| Aim of the exercise |
Locate the line that contains "For the benchmark, point to the person". Print it and every subsequent line through the final line of the records, exactly and only those.

| Dataset rows |
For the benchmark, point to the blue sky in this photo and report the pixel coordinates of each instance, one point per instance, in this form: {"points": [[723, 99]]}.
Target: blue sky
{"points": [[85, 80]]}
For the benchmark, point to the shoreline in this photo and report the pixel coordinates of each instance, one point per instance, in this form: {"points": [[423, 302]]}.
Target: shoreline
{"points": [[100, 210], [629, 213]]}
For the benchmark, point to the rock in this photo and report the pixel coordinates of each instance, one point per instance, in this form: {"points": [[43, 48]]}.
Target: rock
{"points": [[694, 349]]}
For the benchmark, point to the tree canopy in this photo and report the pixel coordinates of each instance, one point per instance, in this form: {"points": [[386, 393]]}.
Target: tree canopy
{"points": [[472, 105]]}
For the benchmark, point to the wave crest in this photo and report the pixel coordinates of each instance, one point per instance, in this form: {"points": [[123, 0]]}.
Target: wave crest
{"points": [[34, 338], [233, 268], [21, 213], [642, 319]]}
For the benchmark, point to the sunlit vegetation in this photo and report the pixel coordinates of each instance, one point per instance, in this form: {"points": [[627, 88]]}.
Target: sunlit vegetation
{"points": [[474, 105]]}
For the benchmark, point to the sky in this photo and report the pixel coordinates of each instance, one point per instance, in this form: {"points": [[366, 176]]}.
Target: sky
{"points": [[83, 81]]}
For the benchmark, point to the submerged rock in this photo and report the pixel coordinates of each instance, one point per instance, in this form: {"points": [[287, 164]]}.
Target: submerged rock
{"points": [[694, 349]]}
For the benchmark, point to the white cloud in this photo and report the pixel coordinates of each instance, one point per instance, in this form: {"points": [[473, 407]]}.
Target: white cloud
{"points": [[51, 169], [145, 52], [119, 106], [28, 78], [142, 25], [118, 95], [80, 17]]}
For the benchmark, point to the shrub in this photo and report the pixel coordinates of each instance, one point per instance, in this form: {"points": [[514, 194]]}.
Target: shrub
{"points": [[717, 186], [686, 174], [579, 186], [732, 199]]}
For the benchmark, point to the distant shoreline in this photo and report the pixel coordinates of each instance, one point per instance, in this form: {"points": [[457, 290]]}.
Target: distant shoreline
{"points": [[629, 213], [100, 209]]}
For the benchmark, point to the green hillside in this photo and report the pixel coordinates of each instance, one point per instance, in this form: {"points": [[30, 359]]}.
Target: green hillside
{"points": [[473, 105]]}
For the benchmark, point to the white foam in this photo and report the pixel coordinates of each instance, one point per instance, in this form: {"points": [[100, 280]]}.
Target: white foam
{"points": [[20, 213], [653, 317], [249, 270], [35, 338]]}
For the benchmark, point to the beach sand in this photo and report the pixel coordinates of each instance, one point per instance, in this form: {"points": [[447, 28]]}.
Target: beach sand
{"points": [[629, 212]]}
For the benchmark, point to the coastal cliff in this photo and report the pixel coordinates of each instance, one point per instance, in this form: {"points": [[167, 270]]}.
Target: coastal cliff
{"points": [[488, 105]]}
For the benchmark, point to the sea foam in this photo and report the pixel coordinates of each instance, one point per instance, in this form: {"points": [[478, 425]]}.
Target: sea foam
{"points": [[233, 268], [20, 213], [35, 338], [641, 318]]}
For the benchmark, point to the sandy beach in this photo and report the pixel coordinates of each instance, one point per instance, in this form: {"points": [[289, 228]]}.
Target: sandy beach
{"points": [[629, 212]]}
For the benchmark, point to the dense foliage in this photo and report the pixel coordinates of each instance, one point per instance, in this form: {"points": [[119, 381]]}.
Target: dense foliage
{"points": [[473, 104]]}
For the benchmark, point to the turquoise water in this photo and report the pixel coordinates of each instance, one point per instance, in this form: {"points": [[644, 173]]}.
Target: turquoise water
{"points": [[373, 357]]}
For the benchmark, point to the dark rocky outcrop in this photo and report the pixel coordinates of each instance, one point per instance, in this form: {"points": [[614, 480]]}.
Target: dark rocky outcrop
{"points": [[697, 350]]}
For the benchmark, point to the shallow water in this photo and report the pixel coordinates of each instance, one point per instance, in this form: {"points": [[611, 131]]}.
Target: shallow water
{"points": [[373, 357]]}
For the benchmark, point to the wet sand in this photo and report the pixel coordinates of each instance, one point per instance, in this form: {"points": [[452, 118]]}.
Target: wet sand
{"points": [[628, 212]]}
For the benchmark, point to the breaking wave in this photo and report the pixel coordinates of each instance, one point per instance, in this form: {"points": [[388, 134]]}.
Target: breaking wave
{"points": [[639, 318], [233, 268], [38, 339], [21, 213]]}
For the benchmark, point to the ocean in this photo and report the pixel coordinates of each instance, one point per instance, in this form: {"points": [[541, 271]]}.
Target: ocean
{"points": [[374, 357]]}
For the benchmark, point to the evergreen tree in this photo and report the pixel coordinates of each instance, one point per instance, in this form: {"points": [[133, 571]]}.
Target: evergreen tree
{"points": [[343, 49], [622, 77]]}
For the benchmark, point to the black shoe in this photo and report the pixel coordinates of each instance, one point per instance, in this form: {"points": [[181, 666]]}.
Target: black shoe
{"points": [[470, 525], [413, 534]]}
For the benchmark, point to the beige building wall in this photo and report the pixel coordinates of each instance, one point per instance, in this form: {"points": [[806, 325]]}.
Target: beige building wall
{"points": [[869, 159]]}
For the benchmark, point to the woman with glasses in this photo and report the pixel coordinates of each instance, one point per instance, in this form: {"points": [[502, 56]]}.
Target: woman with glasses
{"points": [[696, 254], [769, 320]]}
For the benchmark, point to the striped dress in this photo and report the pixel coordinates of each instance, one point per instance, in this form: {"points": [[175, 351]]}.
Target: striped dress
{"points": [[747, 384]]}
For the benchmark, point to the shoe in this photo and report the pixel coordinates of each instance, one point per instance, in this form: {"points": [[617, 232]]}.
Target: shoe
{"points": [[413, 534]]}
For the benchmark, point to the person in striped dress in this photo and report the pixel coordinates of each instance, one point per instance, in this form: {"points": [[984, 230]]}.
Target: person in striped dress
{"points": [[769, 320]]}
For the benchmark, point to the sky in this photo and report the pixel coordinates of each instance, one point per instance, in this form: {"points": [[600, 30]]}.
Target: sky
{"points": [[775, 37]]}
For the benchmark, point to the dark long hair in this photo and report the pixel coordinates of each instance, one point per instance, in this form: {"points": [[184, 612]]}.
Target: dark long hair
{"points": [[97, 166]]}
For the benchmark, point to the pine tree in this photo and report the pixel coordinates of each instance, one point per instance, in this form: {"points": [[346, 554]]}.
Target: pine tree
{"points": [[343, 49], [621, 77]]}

| Task result |
For the benchmark, point to the person in striped dress in this photo and report the pixel coordinates of each instance, one point per instance, in this form: {"points": [[984, 230]]}.
Target: person in striped dress
{"points": [[769, 320]]}
For the benchmark, point to the sky in this photo and report the pixel coordinates of each instance, one point per instance, in this form: {"points": [[600, 30]]}.
Target: sky
{"points": [[775, 37]]}
For the benchmark, point to the dark long hair in this photo and report the pixel coordinates of each instance, one point per instance, in this form: {"points": [[184, 612]]}.
Target: dark long hair
{"points": [[97, 166]]}
For the benchmark, point to the pine tree in this photo and report the pixel coordinates of each instance, one point per instance, in this form: {"points": [[346, 554]]}.
Target: pine tree
{"points": [[343, 49], [621, 77]]}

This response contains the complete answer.